WHAT TO DO ->
Report every line in the items below that contains the string "branch", copying each such line in full. Case counts when matching.

GIVEN ENTRIES ->
*-*-*

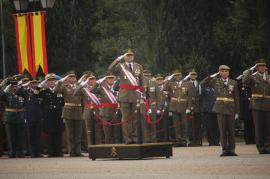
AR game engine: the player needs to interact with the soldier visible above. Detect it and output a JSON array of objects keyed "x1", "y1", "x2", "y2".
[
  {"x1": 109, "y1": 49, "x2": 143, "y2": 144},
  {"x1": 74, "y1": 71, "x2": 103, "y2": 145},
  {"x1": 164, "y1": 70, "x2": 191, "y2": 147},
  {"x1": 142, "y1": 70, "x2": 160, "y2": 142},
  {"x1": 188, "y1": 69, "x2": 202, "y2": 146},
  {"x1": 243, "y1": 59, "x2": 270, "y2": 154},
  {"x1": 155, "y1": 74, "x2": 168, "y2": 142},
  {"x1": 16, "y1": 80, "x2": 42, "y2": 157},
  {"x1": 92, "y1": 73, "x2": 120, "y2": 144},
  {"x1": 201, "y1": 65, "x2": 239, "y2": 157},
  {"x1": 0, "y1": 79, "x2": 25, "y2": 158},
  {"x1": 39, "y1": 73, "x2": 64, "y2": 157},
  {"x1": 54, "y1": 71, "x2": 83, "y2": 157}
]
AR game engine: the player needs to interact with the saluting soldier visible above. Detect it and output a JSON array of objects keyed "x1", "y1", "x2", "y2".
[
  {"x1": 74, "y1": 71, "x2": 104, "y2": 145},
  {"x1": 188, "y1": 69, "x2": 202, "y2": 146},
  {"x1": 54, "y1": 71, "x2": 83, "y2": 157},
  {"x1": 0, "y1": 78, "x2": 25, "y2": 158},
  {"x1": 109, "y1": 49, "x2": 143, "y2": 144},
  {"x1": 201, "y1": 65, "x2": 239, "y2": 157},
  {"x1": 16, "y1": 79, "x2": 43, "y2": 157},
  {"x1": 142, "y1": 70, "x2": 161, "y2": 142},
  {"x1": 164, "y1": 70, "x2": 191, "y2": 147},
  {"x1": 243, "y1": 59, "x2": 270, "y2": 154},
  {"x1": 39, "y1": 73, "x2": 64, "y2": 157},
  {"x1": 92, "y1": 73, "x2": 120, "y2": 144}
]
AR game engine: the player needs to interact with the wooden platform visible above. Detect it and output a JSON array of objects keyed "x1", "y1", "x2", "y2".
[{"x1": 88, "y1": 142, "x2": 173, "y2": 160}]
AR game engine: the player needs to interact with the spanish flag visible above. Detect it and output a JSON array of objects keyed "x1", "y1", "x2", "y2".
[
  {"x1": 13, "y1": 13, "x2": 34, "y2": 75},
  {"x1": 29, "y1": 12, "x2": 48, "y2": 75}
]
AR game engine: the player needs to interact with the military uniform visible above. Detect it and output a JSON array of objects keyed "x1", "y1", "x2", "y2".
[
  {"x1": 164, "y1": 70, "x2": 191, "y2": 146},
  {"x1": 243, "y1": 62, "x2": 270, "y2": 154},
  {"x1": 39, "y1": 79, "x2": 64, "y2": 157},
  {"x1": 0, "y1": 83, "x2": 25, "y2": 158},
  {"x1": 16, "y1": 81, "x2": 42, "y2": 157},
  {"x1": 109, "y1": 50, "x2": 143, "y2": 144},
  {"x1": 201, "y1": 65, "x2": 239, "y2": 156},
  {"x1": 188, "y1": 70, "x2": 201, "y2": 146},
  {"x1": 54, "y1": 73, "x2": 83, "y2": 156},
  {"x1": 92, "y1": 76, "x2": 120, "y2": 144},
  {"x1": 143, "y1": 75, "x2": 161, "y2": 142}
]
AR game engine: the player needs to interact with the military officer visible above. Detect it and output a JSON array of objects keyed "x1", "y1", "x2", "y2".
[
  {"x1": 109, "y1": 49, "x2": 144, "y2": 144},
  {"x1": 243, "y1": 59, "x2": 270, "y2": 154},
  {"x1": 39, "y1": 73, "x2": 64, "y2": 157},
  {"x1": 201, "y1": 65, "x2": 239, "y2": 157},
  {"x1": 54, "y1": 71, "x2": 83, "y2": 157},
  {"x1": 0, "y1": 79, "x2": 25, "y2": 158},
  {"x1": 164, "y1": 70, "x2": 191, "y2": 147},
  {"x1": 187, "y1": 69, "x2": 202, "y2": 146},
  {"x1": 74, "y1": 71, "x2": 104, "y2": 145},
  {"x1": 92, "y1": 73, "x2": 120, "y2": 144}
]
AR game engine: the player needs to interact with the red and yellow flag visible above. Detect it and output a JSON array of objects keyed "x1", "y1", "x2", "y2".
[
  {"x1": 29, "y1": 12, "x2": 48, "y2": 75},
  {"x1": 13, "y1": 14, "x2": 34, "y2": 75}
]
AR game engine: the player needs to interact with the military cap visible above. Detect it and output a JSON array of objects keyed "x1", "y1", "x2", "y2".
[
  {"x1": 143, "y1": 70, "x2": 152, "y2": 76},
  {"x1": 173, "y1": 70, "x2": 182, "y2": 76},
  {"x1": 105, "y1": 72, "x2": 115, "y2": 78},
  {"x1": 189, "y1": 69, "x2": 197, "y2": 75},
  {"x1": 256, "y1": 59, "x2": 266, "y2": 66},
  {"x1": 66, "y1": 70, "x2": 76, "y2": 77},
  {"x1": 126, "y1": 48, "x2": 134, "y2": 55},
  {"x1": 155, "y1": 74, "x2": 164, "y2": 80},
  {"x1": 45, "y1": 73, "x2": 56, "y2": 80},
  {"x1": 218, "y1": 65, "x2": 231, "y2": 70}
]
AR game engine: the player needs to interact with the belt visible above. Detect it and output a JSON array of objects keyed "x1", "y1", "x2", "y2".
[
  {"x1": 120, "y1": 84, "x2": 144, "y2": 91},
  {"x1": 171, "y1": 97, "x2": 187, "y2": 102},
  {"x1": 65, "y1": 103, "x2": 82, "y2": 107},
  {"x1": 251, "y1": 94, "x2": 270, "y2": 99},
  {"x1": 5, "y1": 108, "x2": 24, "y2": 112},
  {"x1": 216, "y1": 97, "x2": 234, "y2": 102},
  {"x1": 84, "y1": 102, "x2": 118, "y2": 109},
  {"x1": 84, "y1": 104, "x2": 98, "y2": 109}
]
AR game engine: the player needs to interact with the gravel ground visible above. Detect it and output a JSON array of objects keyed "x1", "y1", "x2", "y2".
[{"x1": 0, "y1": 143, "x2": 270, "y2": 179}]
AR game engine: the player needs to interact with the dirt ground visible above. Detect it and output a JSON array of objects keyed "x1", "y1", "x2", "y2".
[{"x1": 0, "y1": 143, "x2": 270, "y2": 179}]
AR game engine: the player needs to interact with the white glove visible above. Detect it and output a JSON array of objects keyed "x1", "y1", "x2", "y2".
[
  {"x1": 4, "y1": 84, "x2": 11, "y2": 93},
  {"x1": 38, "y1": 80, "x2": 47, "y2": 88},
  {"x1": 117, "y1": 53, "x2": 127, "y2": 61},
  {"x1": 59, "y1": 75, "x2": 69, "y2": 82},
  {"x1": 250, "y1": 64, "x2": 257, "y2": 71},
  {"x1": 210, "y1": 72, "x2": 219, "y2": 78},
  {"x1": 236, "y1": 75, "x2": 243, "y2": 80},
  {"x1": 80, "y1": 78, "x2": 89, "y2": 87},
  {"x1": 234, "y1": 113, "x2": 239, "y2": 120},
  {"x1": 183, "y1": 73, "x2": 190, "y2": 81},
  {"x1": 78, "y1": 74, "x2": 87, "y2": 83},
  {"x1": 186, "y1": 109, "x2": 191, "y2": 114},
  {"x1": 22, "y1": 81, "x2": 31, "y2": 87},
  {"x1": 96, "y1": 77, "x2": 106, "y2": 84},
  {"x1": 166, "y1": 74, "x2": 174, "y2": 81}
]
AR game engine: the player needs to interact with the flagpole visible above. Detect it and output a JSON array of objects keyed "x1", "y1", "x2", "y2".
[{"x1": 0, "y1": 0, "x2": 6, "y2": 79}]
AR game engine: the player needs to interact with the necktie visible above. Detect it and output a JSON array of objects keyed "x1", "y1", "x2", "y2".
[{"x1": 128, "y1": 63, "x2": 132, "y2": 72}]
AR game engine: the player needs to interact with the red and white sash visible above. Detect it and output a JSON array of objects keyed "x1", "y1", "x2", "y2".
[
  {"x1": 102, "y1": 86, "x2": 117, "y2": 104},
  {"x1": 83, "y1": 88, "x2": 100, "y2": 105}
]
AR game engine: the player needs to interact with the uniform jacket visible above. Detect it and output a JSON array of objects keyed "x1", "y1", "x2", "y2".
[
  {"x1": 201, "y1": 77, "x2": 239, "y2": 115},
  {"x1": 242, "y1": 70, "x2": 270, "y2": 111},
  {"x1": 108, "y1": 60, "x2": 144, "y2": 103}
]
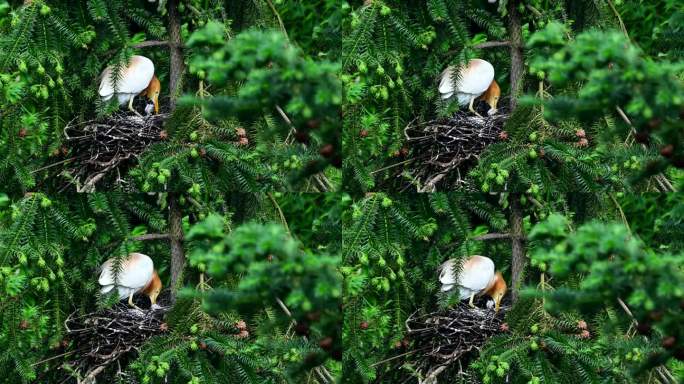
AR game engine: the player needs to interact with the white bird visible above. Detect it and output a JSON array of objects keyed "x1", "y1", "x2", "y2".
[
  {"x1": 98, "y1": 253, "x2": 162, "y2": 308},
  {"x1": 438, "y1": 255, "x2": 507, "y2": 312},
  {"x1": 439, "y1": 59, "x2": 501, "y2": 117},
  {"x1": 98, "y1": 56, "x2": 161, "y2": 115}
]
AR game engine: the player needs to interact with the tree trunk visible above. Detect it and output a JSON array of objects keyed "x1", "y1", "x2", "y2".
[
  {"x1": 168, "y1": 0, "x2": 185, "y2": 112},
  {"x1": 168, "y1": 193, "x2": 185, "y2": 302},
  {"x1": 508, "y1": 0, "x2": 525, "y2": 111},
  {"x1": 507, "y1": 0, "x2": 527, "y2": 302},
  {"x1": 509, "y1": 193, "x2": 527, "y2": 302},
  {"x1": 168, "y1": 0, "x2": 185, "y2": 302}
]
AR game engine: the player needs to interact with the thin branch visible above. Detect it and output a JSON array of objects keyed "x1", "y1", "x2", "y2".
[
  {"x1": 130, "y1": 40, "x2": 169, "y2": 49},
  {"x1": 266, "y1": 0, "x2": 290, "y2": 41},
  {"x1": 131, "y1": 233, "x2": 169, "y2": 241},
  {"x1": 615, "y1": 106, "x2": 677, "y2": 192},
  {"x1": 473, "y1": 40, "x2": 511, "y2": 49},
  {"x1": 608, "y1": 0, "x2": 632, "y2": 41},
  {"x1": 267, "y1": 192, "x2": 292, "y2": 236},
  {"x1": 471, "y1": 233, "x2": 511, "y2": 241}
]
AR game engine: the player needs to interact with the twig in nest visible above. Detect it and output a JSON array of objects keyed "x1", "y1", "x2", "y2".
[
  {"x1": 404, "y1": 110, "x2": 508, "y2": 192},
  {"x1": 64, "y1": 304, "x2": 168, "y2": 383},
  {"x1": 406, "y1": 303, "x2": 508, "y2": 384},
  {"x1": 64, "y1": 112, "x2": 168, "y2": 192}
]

*-*-*

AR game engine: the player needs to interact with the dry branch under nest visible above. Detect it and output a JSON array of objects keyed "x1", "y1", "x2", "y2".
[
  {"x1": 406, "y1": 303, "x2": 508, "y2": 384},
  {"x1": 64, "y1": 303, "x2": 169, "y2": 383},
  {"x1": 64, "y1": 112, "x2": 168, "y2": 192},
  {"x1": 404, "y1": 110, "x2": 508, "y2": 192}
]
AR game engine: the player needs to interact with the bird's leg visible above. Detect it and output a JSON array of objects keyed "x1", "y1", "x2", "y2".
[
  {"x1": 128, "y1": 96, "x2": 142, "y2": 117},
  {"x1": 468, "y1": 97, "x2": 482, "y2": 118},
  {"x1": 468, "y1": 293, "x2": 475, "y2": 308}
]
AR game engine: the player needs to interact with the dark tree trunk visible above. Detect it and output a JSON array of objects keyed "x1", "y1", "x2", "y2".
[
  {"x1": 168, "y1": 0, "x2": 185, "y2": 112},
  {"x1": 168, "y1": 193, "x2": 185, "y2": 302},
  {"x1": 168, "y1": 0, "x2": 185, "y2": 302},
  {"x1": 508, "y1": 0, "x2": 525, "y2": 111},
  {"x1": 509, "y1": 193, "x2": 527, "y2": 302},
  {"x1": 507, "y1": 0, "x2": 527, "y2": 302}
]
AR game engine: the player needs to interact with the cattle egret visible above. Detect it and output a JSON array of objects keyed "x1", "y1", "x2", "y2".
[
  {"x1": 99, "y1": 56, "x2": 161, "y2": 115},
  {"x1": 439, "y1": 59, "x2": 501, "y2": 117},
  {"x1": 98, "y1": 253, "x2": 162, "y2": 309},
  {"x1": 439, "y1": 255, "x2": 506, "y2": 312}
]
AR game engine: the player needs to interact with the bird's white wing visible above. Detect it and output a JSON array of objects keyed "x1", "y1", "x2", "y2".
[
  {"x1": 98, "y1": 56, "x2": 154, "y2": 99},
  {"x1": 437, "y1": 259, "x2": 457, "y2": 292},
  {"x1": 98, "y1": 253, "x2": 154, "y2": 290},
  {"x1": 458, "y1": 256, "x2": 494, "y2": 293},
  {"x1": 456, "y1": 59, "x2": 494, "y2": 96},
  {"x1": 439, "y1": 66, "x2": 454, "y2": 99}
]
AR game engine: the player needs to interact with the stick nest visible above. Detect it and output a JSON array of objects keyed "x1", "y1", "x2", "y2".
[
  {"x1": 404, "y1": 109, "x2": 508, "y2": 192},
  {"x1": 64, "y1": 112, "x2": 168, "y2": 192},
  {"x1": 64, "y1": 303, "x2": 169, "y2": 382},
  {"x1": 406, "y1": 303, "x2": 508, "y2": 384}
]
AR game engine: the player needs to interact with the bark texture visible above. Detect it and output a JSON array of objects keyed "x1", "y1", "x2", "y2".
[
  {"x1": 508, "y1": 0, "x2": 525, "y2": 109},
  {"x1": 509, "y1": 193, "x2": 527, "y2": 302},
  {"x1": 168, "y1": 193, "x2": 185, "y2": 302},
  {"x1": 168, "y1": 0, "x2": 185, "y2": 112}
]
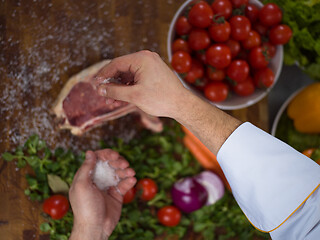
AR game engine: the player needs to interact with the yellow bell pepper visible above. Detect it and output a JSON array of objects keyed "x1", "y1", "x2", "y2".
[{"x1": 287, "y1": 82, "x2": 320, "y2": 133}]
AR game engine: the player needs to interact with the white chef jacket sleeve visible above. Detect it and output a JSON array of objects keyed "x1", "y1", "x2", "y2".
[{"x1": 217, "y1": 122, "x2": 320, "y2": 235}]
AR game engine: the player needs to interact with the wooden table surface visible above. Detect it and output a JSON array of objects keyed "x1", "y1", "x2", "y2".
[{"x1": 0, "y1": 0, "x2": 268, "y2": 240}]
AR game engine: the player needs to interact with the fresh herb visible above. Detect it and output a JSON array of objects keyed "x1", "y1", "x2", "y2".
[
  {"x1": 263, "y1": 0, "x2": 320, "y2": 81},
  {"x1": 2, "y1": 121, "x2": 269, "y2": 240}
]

*-*-*

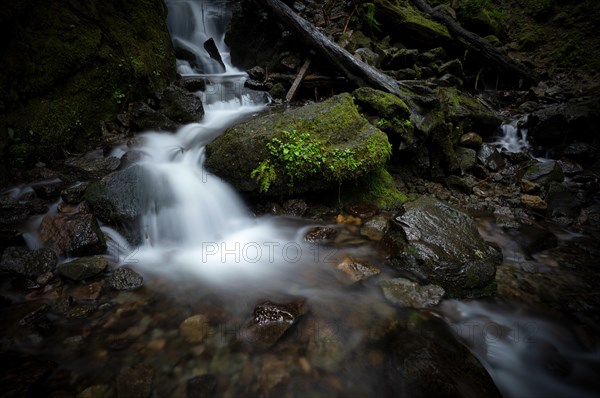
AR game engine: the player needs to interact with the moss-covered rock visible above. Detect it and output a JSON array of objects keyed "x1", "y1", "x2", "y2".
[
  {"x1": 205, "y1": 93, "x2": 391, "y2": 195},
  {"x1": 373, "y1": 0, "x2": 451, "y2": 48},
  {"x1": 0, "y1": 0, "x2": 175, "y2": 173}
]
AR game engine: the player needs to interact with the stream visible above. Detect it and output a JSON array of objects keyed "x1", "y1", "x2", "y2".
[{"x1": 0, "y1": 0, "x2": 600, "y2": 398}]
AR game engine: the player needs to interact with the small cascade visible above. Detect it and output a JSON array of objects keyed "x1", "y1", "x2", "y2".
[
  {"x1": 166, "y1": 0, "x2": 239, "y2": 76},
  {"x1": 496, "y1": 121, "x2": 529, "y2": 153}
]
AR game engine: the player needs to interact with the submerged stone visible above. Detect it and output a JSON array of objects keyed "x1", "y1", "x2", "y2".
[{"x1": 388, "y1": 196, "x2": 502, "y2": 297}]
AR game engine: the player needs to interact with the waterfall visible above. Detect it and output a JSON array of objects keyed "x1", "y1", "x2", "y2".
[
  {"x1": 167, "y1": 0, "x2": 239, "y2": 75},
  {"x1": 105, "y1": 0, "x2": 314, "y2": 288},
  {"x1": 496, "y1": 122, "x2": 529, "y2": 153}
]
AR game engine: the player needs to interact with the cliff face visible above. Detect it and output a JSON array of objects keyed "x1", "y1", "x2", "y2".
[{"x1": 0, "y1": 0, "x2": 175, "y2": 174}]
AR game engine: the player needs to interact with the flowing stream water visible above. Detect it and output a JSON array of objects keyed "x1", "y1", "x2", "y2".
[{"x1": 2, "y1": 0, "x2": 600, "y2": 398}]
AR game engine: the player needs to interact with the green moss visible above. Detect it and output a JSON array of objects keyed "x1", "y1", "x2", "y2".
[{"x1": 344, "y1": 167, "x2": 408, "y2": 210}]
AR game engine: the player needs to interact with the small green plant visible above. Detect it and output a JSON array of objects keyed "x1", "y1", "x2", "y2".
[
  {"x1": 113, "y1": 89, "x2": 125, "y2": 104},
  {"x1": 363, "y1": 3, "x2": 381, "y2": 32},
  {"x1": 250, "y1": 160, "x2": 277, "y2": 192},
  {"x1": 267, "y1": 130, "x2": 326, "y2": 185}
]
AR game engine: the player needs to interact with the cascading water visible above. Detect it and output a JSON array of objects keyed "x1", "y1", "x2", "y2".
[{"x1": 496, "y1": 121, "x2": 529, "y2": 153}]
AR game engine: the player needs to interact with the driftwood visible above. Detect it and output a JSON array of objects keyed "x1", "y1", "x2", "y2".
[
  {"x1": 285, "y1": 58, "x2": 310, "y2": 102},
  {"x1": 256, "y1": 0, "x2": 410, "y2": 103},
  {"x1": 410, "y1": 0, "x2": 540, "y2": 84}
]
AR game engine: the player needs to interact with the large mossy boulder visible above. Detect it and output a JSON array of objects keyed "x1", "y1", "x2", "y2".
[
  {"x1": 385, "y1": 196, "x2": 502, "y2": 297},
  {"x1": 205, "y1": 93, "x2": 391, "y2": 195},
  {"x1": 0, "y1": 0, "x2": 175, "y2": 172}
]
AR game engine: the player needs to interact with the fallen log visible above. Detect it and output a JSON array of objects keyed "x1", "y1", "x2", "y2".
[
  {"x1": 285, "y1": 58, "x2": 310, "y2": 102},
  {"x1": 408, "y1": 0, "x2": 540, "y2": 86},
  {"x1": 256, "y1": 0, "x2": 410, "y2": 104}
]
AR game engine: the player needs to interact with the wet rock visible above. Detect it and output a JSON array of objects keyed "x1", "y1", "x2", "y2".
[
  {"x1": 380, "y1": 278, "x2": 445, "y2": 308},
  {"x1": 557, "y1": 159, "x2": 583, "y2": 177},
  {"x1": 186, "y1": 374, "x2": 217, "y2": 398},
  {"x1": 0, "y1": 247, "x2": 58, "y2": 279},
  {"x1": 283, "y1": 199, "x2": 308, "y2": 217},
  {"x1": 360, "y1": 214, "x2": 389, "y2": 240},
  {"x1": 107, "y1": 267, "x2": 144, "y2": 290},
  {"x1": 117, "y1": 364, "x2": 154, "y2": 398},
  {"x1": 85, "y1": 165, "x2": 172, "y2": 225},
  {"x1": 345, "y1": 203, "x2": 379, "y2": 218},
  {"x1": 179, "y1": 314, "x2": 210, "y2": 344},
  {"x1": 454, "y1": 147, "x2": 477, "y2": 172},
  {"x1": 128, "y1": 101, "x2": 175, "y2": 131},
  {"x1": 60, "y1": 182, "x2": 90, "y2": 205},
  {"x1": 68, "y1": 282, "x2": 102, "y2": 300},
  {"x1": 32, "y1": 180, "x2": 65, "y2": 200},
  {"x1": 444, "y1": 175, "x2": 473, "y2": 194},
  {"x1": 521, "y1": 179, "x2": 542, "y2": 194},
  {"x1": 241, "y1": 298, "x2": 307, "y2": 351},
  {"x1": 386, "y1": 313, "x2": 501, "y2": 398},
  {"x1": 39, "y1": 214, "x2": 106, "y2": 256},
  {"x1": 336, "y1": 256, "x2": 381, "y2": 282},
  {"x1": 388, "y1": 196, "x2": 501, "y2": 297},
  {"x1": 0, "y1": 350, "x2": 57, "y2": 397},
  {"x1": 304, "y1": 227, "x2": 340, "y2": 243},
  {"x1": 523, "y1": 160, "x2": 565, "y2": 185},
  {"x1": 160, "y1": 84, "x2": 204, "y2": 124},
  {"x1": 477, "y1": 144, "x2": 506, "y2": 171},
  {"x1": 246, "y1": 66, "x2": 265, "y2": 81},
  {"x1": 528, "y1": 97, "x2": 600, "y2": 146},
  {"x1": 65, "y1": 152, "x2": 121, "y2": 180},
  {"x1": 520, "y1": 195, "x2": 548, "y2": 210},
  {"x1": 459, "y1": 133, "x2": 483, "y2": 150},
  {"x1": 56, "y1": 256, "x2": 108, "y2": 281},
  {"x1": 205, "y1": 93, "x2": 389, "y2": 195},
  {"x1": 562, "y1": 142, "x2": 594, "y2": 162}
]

*-*-*

CORRECT OUTPUT ->
AR game engine: the player needs to interact with the thin branch visible above. Detect it and output a JSON array of objects keyed "x1", "y1", "x2", "y2".
AR game engine: the player needs to interact with the dry branch under nest visible above. Detect it and output a JSON array of objects keyed "x1", "y1", "x2", "y2".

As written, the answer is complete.